■ **Exercise instructions**
Once you have read the data below, set it all down again exactly.

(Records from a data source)
☆ ☆ ☆ ☆

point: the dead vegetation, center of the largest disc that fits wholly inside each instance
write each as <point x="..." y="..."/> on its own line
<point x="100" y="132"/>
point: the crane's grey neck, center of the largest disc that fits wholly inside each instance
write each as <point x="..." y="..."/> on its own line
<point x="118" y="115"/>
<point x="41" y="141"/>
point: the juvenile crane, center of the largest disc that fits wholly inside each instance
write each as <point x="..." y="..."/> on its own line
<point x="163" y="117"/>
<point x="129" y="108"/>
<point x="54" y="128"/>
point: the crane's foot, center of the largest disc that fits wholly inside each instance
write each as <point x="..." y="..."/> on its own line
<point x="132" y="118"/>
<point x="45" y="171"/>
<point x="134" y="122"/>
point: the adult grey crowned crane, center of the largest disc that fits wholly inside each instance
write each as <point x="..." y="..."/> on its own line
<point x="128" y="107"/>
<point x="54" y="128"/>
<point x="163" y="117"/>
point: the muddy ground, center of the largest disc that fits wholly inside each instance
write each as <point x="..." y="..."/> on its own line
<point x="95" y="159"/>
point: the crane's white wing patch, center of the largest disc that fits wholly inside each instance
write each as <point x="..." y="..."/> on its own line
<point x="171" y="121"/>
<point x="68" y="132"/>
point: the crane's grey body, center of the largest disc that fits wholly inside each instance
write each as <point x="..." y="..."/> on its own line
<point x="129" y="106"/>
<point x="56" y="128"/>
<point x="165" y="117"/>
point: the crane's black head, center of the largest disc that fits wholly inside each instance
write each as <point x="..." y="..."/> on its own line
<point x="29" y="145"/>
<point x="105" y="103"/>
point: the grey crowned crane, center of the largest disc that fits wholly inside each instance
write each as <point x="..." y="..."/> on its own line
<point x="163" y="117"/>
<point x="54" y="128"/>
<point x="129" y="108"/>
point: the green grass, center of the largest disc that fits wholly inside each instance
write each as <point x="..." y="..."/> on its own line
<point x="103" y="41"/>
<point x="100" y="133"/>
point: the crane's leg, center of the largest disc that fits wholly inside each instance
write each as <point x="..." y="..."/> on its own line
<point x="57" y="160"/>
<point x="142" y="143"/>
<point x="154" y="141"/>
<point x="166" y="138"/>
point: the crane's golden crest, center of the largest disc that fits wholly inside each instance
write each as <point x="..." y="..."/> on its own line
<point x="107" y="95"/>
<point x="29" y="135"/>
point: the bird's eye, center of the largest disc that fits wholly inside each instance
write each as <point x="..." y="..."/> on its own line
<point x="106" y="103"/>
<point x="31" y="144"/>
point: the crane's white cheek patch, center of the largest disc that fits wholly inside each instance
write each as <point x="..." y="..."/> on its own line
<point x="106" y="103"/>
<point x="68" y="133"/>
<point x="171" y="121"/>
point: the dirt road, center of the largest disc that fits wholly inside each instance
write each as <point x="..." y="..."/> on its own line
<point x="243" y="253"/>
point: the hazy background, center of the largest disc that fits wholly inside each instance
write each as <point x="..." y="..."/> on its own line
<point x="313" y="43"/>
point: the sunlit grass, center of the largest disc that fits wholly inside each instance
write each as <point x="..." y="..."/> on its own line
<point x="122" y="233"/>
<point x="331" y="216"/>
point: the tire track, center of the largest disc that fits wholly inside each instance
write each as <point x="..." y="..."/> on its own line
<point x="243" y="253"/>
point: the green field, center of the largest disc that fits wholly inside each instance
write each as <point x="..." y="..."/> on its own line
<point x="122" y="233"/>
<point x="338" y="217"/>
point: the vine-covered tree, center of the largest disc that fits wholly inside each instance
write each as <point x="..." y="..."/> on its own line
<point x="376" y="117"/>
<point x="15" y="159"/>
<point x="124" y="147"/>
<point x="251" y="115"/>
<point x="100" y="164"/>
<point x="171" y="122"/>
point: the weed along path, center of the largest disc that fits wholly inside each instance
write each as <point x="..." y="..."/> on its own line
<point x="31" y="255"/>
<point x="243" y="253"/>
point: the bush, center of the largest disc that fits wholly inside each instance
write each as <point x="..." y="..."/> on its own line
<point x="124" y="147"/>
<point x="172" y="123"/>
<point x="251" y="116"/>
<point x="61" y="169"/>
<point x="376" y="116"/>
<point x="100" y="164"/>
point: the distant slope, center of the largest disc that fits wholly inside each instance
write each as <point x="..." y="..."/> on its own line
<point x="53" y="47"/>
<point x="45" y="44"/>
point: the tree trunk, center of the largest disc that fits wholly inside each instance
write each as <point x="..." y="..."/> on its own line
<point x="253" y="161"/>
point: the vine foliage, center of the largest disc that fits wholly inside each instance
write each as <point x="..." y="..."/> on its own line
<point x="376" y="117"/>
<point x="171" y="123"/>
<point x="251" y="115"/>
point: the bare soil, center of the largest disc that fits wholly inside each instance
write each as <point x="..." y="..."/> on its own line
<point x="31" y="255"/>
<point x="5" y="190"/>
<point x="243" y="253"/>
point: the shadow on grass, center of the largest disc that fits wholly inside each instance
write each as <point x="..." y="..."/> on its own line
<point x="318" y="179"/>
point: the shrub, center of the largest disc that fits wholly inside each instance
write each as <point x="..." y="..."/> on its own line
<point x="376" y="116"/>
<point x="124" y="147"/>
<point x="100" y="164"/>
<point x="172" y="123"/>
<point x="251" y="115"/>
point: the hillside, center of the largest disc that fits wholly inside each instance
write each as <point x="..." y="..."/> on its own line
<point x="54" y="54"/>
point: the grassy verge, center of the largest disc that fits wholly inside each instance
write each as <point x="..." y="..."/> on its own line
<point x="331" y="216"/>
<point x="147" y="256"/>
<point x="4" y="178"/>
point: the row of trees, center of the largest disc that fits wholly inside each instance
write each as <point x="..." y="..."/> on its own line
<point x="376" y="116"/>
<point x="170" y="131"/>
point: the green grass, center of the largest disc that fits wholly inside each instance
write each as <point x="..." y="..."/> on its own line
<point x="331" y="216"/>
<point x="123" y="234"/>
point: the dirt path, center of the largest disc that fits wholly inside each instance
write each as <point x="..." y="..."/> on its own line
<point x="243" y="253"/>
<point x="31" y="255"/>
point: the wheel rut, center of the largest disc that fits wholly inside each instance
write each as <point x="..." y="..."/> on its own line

☆ ☆ ☆ ☆

■ **Answer to the exercise**
point: the dead vegetation, center of the largest disc that fits wholly inside each instance
write each as <point x="..." y="..."/> on its own line
<point x="100" y="132"/>
point: the crane's grey neck, center of the largest disc that fits wholly inside each instance
write each as <point x="..." y="..."/> on its own line
<point x="118" y="115"/>
<point x="41" y="141"/>
point: the juvenile crane, center of the largest disc that fits wholly inside each instance
write each as <point x="..." y="..."/> on its own line
<point x="163" y="117"/>
<point x="129" y="108"/>
<point x="54" y="128"/>
point: the crane's foot, center of the largest disc that fits wholly inside each instance
write each as <point x="..." y="..."/> on its own line
<point x="132" y="118"/>
<point x="45" y="171"/>
<point x="134" y="122"/>
point: the adult grey crowned crane, center of the largest disc that fits wholly inside each instance
write each as <point x="..." y="..."/> on its own line
<point x="128" y="107"/>
<point x="54" y="128"/>
<point x="163" y="117"/>
point: the muddy ground, center of the largest disc that fits wholly inside each instance
write each as <point x="..." y="..."/> on its own line
<point x="95" y="159"/>
point: the crane's white wing patch, center of the largest disc that fits wholly inside each instance
write each as <point x="..." y="..."/> on its own line
<point x="171" y="121"/>
<point x="68" y="132"/>
point: the crane's grey body, center of the largest disc that fits wholly inside each instance
write each as <point x="..." y="..."/> on its own line
<point x="129" y="106"/>
<point x="56" y="128"/>
<point x="165" y="117"/>
point: the crane's black head, center of the largest disc that fits wholly inside each instance
write each as <point x="..." y="..."/> on its own line
<point x="29" y="145"/>
<point x="105" y="103"/>
point: the grey crowned crane, center of the largest disc that fits wholly inside each instance
write each as <point x="..." y="..."/> on its own line
<point x="163" y="117"/>
<point x="54" y="128"/>
<point x="129" y="108"/>
point: the green grass, center of the largest disc that fits wholly inside each instance
write each as <point x="..." y="..."/> on its own line
<point x="103" y="41"/>
<point x="100" y="133"/>
point: the crane's leg, center of the largest disc that fits wholly inside each instance
write each as <point x="..." y="..."/> on its own line
<point x="57" y="160"/>
<point x="142" y="143"/>
<point x="154" y="141"/>
<point x="166" y="138"/>
point: the crane's golden crest, center of the largest disc that fits wholly inside each instance
write each as <point x="..." y="..."/> on its own line
<point x="107" y="95"/>
<point x="29" y="135"/>
point: the bird's eye, center of the largest disc that fits wholly inside each instance
write each as <point x="..." y="..."/> on its own line
<point x="106" y="103"/>
<point x="31" y="144"/>
point: the crane's white cheek patch, center of the largest disc that fits wholly inside each instance
write each as <point x="..." y="..."/> on its own line
<point x="106" y="103"/>
<point x="68" y="133"/>
<point x="171" y="121"/>
point: the dirt road, center of the largest disc that fits wholly inside each instance
write each as <point x="..." y="..."/> on its own line
<point x="243" y="253"/>
point: the hazy background, center of the largest disc that fits wholly inside each instance
write each as <point x="..." y="..."/> on its own line
<point x="313" y="43"/>
point: the sunlit grass, center of the largest disc that fits wholly inside each instance
write each as <point x="..." y="..."/> on its own line
<point x="122" y="233"/>
<point x="331" y="216"/>
point: the tire track, center of the largest disc that fits wholly inside each instance
write each as <point x="..." y="..."/> on its own line
<point x="243" y="253"/>
point: the green field, center of the largest disc that fits wholly inside each instance
write each as <point x="..." y="..."/> on its own line
<point x="122" y="233"/>
<point x="338" y="217"/>
point: the vine-covered tree, center of the largest disc that fits wholly inside each instance
write each as <point x="..." y="..."/> on its own line
<point x="376" y="117"/>
<point x="15" y="159"/>
<point x="124" y="147"/>
<point x="251" y="115"/>
<point x="100" y="164"/>
<point x="171" y="122"/>
point: the weed along path, center of the largest disc that fits wholly inside each instance
write each as <point x="..." y="..."/> on its own line
<point x="31" y="255"/>
<point x="243" y="253"/>
point: the bush, center of the largest disc that fits wholly inside each instance
write each as <point x="..." y="..."/> on its own line
<point x="124" y="147"/>
<point x="172" y="123"/>
<point x="251" y="116"/>
<point x="61" y="169"/>
<point x="376" y="116"/>
<point x="100" y="164"/>
point: the distant slope, center of the largest disc that fits wholly inside each instance
write each as <point x="..." y="..."/> on its own line
<point x="53" y="47"/>
<point x="45" y="44"/>
point: the tree trunk, center of the largest disc that fits wholly inside each instance
write each as <point x="..." y="..."/> on its own line
<point x="253" y="161"/>
point: the vine foliage, center of the largest disc that fits wholly inside each instance
write each as <point x="..." y="..."/> on its own line
<point x="376" y="117"/>
<point x="171" y="123"/>
<point x="251" y="115"/>
point: the bare soil, center of the largest disc that fits wholly inside each instance
write each as <point x="..." y="..."/> on its own line
<point x="31" y="255"/>
<point x="5" y="190"/>
<point x="243" y="253"/>
point: the shadow on grass, center of the largest disc that fits wholly inside each instance
write each as <point x="..." y="..."/> on its own line
<point x="318" y="179"/>
point: the shrub, center of the largest disc that fits wholly inside each instance
write each as <point x="..." y="..."/> on its own line
<point x="376" y="116"/>
<point x="124" y="147"/>
<point x="100" y="164"/>
<point x="172" y="123"/>
<point x="251" y="115"/>
point: the hillside, center of the largest disc that fits wholly inside each instance
write each as <point x="..." y="..."/> on its own line
<point x="54" y="54"/>
point: the grassy verge, center of the largest disc that fits wholly inside each instance
write each as <point x="..." y="..."/> on its own line
<point x="331" y="216"/>
<point x="147" y="256"/>
<point x="4" y="178"/>
point: the row of trees, center of the largest disc that fits wholly inside each instance
write each as <point x="..." y="..."/> on its own line
<point x="376" y="116"/>
<point x="170" y="131"/>
point: the green grass, center of the largest disc that fits wholly inside each instance
write each as <point x="..." y="..."/> on its own line
<point x="331" y="216"/>
<point x="123" y="234"/>
point: the dirt path, center of the largest disc that fits wholly inside each instance
write each as <point x="..." y="..."/> on its own line
<point x="243" y="253"/>
<point x="31" y="255"/>
point: the wheel rut, center of the largest disc that fits wholly inside each instance
write each as <point x="..." y="..."/> on its own line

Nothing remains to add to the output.